PROBLEM 1:
Answer these from the trip account:
(a) Where did the two young riders heading east start?
(b) In which town is the Copper Oven?
(c) What is bringing a boom to Lyons?
PROBLEM 2: Show each line of the entries that contains the string "stucco".

PASSAGE GIVEN:
--

I wrote down their names, but lost the paper.
Two young riders, headed east.

They started in California. I started in New Jersey.



The Devos brothers, also headed east.

We had a good talk in the shade on a very hot day.


People continue to be friendly. I ate breakfast at the Copper Oven in Osage City, Kansas, a couple days ago. They had breakfast burritos and cinnamon rolls that were among the best I’ve ever eaten. It was worth fighting Kansas’ perpetual headwinds just to eat there. On top of that, the owner heard I was riding for diabetes and gave me my meal free.

As always, any savings go into the JDRF fund.

Kansas has a stark beauty I enjoy; but many towns are dying. I passed through Hillsboro and found out their McDonalds shuttered its doors a few months ago. Same thing happened in Lyons – but Lyons is experiencing a boom these days with a new ethanol plant and other construction.

Most mornings I start late because I talk too long at breakfast with the locals. Extra bacon and conversation seem more appealing than getting back in the saddle. At one stop I fell into a discussion with a gentleman named Lyle Foureau. He mentioned he liked reading history. I recommended Undaunted Courage by Stephen Ambrose, 1776 by David McCullough and a couple of other works. Lyle took notes and donated to JDRF.

I’ve camped out in the woods a couple of times and bathed in “Kansas bathtubs”  most days (lakes along the road). Many areas of the state are still green due to heavy rains and Chase County had beautiful bluestem grass prairies. I spend a lot of time grungy and hot; but I can finally say I’m a little proud for getting this far.

Tomorrow I enter Colorado and hope to get my phone fixed in Pueblo.

--

EXTRACTED INFORMATION:
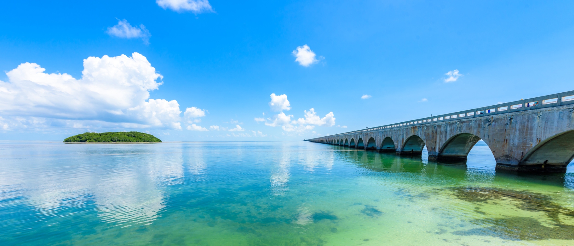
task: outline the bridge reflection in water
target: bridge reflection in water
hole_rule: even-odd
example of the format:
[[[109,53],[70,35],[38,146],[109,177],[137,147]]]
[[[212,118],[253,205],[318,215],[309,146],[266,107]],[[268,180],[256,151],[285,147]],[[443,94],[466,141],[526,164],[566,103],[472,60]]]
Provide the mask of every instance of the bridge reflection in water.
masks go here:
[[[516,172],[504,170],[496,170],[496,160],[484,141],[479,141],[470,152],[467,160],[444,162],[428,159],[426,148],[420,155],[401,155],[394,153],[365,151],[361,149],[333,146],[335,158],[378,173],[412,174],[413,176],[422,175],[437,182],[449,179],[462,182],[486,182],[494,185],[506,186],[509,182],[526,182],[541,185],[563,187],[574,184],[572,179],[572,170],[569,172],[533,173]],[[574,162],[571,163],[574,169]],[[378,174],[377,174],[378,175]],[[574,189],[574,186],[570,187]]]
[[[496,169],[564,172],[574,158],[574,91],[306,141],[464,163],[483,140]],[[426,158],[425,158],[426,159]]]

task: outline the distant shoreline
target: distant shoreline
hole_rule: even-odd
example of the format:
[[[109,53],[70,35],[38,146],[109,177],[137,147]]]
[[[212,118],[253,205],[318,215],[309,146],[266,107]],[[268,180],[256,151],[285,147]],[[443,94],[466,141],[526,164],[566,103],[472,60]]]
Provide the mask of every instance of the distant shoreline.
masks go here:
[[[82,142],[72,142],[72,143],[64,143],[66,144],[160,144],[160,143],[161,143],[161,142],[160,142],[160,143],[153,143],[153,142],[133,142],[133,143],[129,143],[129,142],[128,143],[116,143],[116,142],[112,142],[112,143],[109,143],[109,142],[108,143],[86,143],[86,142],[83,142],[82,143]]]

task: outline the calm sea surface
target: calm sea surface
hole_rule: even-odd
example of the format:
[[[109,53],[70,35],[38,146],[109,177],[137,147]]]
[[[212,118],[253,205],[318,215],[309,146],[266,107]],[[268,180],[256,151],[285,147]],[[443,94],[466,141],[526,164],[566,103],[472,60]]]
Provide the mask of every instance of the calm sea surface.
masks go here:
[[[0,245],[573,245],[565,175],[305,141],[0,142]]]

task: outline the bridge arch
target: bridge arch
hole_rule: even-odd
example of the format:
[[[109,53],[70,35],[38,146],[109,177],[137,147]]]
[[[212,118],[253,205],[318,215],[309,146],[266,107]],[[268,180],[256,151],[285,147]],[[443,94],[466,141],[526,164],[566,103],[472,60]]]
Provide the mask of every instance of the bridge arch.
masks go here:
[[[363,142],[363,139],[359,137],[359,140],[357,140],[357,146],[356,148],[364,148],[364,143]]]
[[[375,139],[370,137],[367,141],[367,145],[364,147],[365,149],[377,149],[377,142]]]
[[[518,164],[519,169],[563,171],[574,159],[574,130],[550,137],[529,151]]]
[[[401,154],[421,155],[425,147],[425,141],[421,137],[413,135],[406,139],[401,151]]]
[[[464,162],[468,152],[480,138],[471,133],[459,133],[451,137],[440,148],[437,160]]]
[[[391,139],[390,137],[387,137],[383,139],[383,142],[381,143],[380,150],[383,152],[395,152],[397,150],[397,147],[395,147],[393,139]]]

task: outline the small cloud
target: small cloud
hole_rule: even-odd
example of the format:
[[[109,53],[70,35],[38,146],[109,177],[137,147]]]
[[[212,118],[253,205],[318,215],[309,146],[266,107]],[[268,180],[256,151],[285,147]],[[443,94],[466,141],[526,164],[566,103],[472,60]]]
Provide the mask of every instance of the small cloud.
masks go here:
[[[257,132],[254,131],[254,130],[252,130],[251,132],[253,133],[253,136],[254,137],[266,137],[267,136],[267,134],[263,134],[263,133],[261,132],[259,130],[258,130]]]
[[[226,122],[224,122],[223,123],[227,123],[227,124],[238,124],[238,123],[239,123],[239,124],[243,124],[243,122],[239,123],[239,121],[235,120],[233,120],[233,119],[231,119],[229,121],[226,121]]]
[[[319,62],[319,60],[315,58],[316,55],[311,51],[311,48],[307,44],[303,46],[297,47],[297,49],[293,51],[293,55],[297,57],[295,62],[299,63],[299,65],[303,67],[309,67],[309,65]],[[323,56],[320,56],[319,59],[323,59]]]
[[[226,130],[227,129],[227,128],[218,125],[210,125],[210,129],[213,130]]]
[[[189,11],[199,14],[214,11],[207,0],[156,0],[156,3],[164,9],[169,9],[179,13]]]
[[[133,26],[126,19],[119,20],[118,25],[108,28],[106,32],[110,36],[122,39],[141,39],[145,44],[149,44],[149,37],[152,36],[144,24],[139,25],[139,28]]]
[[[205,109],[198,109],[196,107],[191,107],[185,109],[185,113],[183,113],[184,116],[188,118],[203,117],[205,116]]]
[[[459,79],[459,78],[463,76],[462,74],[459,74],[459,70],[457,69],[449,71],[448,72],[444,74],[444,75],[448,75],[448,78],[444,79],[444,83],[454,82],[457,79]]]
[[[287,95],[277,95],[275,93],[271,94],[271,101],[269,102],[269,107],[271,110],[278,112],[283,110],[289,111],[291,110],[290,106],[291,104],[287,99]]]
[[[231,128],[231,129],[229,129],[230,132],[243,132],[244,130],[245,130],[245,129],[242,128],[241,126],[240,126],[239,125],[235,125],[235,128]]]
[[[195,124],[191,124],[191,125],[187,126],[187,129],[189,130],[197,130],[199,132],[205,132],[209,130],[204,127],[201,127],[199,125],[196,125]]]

--

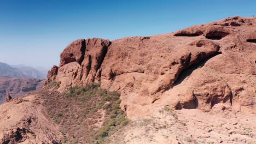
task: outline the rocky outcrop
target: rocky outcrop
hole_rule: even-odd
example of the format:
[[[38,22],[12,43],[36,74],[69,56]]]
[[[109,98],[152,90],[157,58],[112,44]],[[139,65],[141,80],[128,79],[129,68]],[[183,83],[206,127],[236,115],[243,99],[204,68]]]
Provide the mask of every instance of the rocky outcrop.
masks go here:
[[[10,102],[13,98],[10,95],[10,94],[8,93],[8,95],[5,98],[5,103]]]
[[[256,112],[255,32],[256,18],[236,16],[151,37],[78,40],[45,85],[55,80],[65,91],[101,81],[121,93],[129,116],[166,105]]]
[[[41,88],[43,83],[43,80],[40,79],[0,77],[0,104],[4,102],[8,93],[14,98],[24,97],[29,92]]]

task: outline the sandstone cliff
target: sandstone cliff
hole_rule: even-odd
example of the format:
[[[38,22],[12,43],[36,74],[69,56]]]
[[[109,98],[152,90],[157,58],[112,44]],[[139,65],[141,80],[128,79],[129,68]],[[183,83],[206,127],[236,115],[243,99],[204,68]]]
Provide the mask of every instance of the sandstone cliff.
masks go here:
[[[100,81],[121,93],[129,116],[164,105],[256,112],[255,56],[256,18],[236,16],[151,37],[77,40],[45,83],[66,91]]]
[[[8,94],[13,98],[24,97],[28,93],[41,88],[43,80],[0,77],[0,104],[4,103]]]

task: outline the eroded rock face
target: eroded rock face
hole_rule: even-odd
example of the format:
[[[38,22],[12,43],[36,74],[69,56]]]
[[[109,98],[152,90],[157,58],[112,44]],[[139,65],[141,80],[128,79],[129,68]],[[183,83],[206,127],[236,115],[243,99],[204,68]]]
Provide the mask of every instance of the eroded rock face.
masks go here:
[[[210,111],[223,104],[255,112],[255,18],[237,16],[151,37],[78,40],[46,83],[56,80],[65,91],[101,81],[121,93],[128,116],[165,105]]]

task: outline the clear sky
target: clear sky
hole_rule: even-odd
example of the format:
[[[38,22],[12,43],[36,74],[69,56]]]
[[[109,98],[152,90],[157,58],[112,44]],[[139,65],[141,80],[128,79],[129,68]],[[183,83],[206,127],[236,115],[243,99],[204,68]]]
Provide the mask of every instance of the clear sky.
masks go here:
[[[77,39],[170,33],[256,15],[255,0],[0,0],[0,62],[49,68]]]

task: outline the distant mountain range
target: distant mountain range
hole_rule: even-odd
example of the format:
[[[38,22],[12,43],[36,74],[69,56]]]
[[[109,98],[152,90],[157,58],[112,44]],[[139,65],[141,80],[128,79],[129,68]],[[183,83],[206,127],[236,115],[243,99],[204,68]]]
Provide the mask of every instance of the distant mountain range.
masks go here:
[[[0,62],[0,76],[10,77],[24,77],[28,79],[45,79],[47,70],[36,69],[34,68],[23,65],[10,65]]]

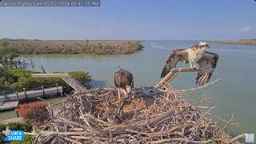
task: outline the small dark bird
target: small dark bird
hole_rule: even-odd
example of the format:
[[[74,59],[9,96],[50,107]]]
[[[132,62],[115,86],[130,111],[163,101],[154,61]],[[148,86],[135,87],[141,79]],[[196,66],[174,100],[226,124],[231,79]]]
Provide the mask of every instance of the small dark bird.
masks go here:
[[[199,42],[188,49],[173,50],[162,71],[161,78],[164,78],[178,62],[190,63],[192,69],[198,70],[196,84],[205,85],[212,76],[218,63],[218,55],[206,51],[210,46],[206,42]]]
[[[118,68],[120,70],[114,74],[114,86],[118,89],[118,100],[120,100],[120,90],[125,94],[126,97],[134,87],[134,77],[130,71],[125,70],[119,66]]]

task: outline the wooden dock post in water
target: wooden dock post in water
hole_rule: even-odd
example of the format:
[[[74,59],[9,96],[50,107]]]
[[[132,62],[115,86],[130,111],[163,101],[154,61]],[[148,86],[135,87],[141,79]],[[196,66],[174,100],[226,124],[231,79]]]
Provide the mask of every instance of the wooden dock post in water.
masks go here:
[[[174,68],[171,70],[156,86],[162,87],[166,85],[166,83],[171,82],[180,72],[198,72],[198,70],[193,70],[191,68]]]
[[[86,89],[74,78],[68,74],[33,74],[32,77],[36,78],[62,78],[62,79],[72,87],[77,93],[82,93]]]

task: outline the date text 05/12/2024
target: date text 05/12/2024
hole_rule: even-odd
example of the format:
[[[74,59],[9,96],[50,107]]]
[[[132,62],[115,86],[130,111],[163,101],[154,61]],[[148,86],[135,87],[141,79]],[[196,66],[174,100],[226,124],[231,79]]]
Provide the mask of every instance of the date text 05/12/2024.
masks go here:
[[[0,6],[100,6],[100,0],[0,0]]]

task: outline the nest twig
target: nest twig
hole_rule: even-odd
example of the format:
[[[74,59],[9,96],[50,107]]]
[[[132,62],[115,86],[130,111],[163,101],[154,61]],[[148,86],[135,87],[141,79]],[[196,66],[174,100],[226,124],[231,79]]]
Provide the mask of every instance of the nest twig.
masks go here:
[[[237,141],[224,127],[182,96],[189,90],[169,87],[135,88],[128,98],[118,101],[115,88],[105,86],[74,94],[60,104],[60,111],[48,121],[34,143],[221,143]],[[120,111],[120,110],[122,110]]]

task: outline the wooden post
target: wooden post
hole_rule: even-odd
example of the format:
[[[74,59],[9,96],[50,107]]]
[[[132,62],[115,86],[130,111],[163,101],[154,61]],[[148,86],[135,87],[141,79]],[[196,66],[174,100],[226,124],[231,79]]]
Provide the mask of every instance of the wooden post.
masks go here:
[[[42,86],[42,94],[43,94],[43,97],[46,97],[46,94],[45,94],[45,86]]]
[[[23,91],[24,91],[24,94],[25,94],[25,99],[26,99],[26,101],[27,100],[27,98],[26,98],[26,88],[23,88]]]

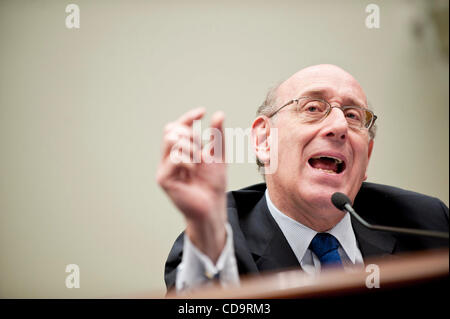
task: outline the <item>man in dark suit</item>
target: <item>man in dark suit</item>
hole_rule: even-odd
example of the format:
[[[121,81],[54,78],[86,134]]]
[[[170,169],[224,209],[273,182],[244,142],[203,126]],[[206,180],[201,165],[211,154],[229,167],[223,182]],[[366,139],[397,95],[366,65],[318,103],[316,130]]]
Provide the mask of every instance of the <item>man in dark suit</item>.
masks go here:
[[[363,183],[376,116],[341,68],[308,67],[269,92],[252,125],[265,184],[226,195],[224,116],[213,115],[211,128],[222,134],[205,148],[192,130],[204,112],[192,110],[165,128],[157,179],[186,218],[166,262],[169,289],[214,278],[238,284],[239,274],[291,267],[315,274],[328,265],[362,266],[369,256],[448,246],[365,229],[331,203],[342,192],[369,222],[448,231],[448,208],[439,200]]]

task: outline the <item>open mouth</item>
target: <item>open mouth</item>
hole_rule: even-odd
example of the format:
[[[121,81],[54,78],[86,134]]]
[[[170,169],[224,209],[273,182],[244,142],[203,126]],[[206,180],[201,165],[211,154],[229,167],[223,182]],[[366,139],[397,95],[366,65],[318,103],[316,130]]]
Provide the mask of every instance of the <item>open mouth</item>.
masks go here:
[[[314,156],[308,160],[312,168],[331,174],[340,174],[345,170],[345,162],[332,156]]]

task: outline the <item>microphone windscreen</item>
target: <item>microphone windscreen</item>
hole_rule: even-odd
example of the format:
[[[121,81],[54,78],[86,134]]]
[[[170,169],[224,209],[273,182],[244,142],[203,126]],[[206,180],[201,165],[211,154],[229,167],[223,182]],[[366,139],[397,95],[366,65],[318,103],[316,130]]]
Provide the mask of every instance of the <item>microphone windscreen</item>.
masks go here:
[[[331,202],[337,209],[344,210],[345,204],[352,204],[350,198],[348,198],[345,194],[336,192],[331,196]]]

--

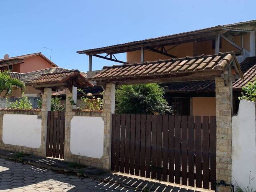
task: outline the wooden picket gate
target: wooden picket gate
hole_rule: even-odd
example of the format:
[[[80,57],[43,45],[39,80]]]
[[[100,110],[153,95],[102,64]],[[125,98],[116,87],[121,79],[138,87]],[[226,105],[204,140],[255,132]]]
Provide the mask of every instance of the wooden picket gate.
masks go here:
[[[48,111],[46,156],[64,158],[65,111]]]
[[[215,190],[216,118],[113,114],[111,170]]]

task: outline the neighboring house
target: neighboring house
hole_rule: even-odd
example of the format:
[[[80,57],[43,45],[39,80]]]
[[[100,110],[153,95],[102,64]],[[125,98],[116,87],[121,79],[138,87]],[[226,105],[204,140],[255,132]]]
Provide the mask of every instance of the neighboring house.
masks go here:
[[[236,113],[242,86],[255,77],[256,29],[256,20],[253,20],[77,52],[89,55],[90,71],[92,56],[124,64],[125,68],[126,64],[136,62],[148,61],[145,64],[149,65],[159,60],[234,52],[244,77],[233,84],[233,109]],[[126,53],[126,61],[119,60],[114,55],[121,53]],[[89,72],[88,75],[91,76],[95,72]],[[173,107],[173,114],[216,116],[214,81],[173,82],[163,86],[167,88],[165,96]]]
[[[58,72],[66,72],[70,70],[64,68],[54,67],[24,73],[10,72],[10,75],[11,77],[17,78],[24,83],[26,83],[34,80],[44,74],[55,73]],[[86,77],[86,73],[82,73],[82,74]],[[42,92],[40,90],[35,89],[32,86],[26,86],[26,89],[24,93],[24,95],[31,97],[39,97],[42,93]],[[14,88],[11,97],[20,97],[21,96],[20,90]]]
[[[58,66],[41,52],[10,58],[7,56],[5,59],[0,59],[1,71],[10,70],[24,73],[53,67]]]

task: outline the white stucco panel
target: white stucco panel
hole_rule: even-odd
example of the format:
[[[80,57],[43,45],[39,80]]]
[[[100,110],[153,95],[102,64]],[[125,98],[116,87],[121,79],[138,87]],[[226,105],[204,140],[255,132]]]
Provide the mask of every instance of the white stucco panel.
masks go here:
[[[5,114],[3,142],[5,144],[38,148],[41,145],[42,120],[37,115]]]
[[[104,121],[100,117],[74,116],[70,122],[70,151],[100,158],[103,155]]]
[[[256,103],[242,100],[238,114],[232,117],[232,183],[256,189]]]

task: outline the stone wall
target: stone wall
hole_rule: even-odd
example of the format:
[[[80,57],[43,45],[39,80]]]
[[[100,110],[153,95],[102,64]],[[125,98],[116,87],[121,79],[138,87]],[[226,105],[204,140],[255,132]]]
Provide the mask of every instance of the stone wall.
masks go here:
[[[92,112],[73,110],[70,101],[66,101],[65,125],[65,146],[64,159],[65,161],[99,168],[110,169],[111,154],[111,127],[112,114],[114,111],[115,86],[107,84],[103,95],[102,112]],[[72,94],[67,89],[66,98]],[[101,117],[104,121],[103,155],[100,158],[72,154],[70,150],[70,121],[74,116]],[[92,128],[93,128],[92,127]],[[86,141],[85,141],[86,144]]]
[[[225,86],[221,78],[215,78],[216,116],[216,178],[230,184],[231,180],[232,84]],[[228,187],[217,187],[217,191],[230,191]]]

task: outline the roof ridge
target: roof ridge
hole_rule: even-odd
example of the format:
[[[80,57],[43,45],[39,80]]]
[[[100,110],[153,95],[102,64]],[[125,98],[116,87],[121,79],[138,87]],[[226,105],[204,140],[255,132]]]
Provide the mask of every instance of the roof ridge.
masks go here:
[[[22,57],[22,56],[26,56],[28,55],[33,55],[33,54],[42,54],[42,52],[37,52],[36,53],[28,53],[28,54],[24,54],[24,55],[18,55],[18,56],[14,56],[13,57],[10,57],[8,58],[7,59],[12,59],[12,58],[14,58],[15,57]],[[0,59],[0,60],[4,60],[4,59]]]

--

OUTPUT 1:
(a) California.
(b) Osage City, Kansas.
(c) A new ethanol plant and other construction.

OUTPUT 2:
task: outline the white stucco panel
target: white stucco panel
Provide the mask of every instance of the white stucco panel.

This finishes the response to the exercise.